__What you should do__:
Show every line of the items below that contains the word "hair", copying each line in full.
+--
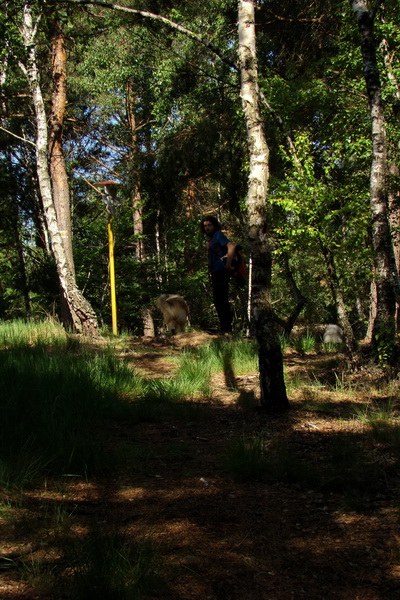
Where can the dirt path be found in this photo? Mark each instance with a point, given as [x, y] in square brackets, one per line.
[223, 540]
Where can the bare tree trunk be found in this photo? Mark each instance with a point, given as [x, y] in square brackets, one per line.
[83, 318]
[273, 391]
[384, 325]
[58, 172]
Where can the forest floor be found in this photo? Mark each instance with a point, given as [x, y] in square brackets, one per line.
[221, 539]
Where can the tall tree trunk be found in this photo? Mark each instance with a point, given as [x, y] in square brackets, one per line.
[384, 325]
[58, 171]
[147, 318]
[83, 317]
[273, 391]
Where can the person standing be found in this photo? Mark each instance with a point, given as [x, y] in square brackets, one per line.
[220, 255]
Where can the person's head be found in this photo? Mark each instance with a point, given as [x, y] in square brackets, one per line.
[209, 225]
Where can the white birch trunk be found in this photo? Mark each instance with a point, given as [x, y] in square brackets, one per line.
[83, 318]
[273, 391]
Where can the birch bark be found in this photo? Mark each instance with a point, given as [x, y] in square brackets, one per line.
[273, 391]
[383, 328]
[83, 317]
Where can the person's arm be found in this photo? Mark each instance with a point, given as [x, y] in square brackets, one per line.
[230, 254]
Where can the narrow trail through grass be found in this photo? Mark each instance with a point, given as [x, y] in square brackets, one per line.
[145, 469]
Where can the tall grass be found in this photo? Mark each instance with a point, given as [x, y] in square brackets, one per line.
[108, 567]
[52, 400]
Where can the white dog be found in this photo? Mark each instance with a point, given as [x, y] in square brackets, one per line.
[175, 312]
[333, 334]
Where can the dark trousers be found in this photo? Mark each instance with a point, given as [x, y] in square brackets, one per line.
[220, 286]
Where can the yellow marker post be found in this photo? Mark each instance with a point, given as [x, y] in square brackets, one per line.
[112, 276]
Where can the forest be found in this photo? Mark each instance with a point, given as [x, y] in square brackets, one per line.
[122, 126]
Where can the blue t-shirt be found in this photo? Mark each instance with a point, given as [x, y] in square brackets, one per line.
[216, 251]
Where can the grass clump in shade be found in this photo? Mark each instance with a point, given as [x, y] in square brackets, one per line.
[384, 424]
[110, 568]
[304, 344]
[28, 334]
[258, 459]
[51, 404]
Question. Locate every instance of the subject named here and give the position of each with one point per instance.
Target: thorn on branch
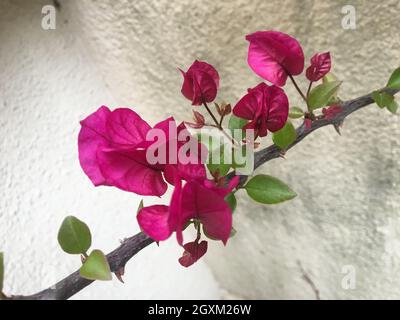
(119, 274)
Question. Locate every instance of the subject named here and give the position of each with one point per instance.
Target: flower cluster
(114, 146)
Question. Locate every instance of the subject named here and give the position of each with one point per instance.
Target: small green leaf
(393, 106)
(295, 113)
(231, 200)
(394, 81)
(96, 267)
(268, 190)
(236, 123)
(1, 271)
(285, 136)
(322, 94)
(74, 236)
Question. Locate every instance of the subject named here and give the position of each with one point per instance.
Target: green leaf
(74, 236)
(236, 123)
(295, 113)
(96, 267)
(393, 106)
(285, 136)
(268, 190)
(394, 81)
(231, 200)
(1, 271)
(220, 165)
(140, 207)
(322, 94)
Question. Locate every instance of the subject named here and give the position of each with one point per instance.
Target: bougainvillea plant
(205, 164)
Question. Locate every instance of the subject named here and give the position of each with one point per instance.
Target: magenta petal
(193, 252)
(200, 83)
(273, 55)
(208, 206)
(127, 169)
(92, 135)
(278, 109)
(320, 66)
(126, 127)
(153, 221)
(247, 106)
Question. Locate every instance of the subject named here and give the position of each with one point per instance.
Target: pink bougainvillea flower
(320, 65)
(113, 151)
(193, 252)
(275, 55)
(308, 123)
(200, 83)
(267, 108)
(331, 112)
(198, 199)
+--
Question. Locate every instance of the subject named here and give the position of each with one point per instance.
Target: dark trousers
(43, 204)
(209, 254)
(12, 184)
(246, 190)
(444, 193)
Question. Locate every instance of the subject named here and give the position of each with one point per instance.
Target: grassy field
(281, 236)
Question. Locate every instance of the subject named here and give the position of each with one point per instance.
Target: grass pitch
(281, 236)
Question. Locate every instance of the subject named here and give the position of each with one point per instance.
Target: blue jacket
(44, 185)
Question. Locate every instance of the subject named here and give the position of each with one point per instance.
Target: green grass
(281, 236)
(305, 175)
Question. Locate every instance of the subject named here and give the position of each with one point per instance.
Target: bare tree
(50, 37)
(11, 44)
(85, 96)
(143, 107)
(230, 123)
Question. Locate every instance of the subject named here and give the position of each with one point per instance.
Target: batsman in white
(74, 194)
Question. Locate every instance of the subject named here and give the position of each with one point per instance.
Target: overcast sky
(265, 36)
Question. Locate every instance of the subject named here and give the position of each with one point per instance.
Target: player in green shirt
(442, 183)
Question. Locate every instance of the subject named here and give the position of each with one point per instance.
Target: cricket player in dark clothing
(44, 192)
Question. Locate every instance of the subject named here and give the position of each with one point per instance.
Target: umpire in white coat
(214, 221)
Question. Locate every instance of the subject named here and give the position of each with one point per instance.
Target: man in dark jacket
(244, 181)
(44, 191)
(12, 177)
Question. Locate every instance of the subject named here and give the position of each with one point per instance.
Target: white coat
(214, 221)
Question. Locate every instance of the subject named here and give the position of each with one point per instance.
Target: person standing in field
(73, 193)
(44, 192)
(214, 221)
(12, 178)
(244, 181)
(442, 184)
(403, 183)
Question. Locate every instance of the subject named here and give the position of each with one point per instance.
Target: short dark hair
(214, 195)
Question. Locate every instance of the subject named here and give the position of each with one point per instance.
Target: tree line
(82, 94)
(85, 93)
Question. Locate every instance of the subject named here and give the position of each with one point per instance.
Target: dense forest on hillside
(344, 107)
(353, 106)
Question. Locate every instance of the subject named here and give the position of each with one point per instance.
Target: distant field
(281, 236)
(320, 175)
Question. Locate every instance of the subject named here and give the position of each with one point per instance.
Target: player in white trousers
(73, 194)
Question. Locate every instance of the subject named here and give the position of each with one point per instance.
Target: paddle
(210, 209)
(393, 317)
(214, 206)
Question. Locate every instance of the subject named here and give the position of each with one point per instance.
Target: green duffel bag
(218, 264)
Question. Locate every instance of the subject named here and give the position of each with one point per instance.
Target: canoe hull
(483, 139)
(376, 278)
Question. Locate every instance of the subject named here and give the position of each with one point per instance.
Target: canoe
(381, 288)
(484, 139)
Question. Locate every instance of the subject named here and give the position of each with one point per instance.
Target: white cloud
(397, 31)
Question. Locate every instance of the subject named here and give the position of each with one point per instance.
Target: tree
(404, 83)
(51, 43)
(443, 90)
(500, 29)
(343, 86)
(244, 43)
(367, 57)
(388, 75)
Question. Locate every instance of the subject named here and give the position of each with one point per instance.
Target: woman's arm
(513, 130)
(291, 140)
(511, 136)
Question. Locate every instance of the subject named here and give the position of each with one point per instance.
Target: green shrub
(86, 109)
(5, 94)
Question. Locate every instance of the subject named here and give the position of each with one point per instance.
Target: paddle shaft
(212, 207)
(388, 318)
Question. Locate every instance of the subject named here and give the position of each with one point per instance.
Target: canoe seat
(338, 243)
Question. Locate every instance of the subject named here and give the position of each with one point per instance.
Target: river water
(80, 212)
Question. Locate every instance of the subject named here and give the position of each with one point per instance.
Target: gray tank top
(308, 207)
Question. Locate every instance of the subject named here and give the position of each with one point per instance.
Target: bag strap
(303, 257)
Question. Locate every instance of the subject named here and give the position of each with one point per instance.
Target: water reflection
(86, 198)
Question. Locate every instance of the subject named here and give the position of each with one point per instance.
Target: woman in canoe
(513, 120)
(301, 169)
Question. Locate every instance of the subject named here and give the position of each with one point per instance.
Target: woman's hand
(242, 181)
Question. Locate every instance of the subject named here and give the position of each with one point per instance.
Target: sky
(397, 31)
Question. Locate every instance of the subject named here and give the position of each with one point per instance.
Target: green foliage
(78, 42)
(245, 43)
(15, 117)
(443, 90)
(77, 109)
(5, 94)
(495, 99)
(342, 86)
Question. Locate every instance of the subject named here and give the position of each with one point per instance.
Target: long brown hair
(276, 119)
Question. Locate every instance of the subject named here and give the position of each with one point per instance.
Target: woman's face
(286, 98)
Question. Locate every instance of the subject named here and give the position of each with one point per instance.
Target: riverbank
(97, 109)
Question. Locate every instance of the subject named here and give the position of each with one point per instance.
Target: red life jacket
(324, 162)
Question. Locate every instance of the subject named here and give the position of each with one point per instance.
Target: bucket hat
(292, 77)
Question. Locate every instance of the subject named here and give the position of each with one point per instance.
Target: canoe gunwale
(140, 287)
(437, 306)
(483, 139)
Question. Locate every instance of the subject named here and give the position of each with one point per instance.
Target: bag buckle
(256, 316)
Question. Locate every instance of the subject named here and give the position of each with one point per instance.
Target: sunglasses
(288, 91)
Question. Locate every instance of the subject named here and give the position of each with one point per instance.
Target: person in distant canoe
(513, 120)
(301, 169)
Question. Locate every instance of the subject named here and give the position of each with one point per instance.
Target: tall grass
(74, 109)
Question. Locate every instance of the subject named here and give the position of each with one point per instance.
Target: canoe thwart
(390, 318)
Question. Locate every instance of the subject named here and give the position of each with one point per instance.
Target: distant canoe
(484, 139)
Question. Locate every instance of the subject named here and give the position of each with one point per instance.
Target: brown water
+--
__Solution for this exercise__:
Target: short dark hair
Target: long brown hair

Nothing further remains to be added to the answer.